What the exercise asks: Output the full set of records exactly.

The records:

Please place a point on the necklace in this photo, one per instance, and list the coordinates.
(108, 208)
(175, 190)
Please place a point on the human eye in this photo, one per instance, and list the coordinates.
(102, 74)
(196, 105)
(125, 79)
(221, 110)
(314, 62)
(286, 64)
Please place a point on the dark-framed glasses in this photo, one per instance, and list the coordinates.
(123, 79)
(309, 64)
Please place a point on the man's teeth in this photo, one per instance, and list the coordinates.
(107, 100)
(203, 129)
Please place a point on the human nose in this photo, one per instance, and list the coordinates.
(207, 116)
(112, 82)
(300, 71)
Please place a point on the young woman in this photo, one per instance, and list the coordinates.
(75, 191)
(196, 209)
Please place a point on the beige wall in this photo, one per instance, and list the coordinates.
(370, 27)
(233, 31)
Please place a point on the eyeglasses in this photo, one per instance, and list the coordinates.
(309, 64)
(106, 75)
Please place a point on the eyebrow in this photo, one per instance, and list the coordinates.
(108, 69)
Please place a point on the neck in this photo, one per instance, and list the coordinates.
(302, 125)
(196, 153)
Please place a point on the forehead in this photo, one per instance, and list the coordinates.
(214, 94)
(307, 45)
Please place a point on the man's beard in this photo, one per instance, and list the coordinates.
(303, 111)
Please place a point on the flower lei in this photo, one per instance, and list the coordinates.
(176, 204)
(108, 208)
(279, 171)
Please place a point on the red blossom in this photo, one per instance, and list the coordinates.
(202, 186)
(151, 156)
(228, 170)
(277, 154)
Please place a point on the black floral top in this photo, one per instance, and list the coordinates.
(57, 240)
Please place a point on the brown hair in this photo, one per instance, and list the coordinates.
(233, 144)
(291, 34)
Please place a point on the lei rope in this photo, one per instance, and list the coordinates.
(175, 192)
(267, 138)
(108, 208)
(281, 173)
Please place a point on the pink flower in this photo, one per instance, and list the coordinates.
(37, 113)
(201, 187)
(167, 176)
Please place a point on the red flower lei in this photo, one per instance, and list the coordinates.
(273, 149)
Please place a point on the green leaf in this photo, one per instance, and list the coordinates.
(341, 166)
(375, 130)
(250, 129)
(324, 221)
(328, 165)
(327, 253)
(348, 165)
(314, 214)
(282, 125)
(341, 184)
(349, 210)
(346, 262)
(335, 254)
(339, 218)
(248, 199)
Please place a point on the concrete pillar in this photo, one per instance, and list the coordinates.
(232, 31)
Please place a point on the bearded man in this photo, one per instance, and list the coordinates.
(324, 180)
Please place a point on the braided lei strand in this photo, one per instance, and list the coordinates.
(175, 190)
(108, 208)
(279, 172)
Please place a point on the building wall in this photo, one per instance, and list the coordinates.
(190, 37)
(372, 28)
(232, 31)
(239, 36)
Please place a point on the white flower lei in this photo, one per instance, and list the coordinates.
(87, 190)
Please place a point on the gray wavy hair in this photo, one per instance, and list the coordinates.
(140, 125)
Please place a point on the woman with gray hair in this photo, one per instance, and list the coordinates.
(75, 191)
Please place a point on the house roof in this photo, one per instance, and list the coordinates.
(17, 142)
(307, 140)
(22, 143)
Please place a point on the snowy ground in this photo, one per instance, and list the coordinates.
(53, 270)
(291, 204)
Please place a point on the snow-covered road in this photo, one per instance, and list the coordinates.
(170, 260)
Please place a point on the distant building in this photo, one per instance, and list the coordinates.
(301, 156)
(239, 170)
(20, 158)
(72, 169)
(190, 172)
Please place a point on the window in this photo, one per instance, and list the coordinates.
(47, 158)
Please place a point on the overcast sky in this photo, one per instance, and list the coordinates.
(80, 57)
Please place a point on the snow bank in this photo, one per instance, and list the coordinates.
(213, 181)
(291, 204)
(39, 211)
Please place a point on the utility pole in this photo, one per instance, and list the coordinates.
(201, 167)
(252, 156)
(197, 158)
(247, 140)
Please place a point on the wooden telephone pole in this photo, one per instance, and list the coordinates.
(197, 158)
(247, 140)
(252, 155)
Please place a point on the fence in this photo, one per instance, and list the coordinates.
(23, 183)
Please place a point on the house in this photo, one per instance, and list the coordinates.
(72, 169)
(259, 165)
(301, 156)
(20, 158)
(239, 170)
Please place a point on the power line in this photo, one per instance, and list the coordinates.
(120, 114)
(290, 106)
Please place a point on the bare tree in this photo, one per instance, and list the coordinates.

Exercise solution:
Please place a point on the necklace in this photo, one per instance, and list the coordinates.
(108, 208)
(175, 190)
Please place a point on the human eye in this photo, one per instance, and list the coordinates.
(102, 74)
(196, 105)
(125, 79)
(221, 110)
(314, 62)
(286, 64)
Please place a point on the dark-framed glasses in this photo, one per instance, and list the coordinates.
(123, 79)
(309, 64)
Please place a point on the man's teeth in this photo, one per instance, and list the coordinates.
(107, 100)
(203, 129)
Please place a point on the human nose in this photo, one per instance, and list the coordinates.
(207, 116)
(112, 82)
(300, 71)
Please place a point on the young woman in this photo, one per instance, and list the coordinates.
(75, 191)
(196, 209)
Please place a point on the beige wall in this photo, one per instance, and list the coordinates.
(370, 27)
(233, 31)
Please place a point on the eyeglasses in this photo, one per instance, and list the coordinates.
(309, 64)
(106, 75)
Please place a point on the eyebrow in this photo, one per instance, and list the coordinates.
(108, 69)
Please place a point on the neck in this photo, one per instance, and list the coordinates.
(302, 125)
(196, 153)
Please place a point on the forehead in this photo, one per instance, and list the coordinates.
(214, 94)
(307, 45)
Please place a point on the man's beard in this photo, one per instance, and list the coordinates.
(303, 111)
Please place a point on the flower lei in this photo, one per instance, and list the coordinates.
(176, 204)
(108, 208)
(279, 171)
Please place a point on the red blossom in this photo, one per instance, and list the coordinates.
(202, 186)
(151, 156)
(228, 170)
(277, 154)
Please place a point on the black floral top in this photo, one per instance, and list the coordinates.
(57, 240)
Please place a point on the brown hair in this photo, one per instance, and list the coordinates.
(233, 144)
(291, 34)
Please place a point on the lei rope in this photo, one per instance, and list the coordinates.
(175, 192)
(267, 138)
(108, 208)
(281, 173)
Please place a point on the pink flower in this photo, one per instance, and list the coordinates.
(37, 113)
(201, 187)
(167, 176)
Please place a point on the red flower lei in this photo, one per instance, and list the coordinates.
(273, 149)
Please place a point on the green leaf in this photo, one per instance, and list the coordinates.
(341, 166)
(375, 130)
(250, 129)
(324, 221)
(328, 165)
(327, 253)
(348, 165)
(314, 214)
(282, 125)
(341, 184)
(349, 210)
(346, 262)
(335, 254)
(339, 218)
(248, 199)
Please place a point on the concrete pillar in this photo, one per instance, and list the coordinates.
(232, 31)
Please place a point on the bearded man in this photo, one per instance, and list the coordinates.
(324, 180)
Please place a point on the braided lei strand in this photo, one per instance, and list the coordinates.
(175, 190)
(108, 208)
(279, 172)
Please place a point on the building wall in this photo, one per instance, and list the coordinates.
(190, 37)
(372, 28)
(232, 31)
(239, 36)
Please place a point on the white flower lei in this photo, one per instance, and list the coordinates.
(87, 190)
Please place a point on the gray wavy hair in this photo, one per instance, and list the coordinates.
(140, 125)
Please place a point on the woman with gray hair in this photo, one per instance, and list the coordinates.
(75, 191)
Please place a point on the house roof in this photo, one per instance, and list the coordinates.
(17, 142)
(307, 140)
(22, 143)
Please place a point on the snowy ground in this photo, one per instance, and list the coordinates.
(53, 270)
(291, 204)
Please place a point on the snow-covered road in this photo, one per instance, and list the coordinates.
(170, 260)
Please place a point on the distant building in this photo, one per instance, and list the coordinates.
(301, 156)
(239, 170)
(20, 158)
(72, 169)
(190, 172)
Please place a point on the window in this photo, one per instance, and list the coordinates.
(47, 158)
Please place a point on the overcast sky in this photo, one per instance, and list the coordinates.
(80, 57)
Please place a point on the snow bank in this photo, one per instance, and list the coordinates.
(213, 181)
(291, 204)
(39, 211)
Please place a point on the utility pole in this photo, one per instance, and list the coordinates.
(201, 167)
(252, 156)
(197, 158)
(247, 140)
Please place a point on the wooden telephone pole in this photo, one per instance, and list the coordinates.
(197, 158)
(247, 140)
(252, 155)
Please place a point on the fence in this photo, one per instance, and list the coordinates.
(23, 183)
Please place a point on the house in this photo, one per instance, and list the coordinates.
(72, 169)
(259, 165)
(301, 156)
(20, 158)
(239, 170)
Please place a point on the power line in this photo, one per instance, and list the coordinates.
(120, 114)
(290, 106)
Please place a point on the bare tree in this photo, one per instance, and list the coordinates.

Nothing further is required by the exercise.